Which lines in the items below contain the string "pants", matching case? Gather those lines and copy each one out.

┏━━

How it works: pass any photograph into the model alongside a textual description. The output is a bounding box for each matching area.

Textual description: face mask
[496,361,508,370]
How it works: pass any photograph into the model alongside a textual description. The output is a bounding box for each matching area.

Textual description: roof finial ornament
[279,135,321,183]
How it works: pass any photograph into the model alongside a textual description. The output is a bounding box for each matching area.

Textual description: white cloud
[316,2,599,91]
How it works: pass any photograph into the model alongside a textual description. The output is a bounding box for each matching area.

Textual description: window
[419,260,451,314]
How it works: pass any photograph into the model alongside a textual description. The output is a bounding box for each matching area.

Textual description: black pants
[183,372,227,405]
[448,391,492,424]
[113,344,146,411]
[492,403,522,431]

┗━━
┏━━

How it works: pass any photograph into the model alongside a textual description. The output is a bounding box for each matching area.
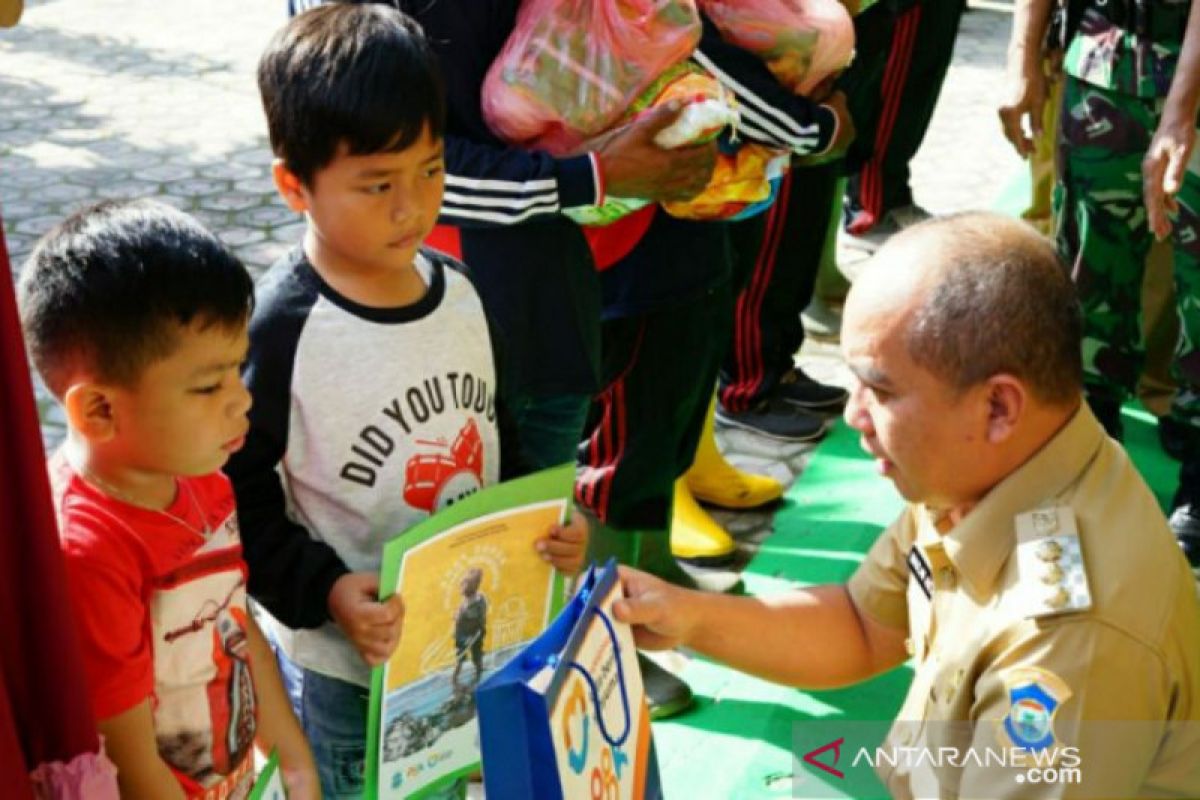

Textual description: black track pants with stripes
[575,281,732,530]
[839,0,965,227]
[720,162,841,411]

┗━━

--- Result of the task ---
Textual description: black pants
Textual description: black track pants with stripes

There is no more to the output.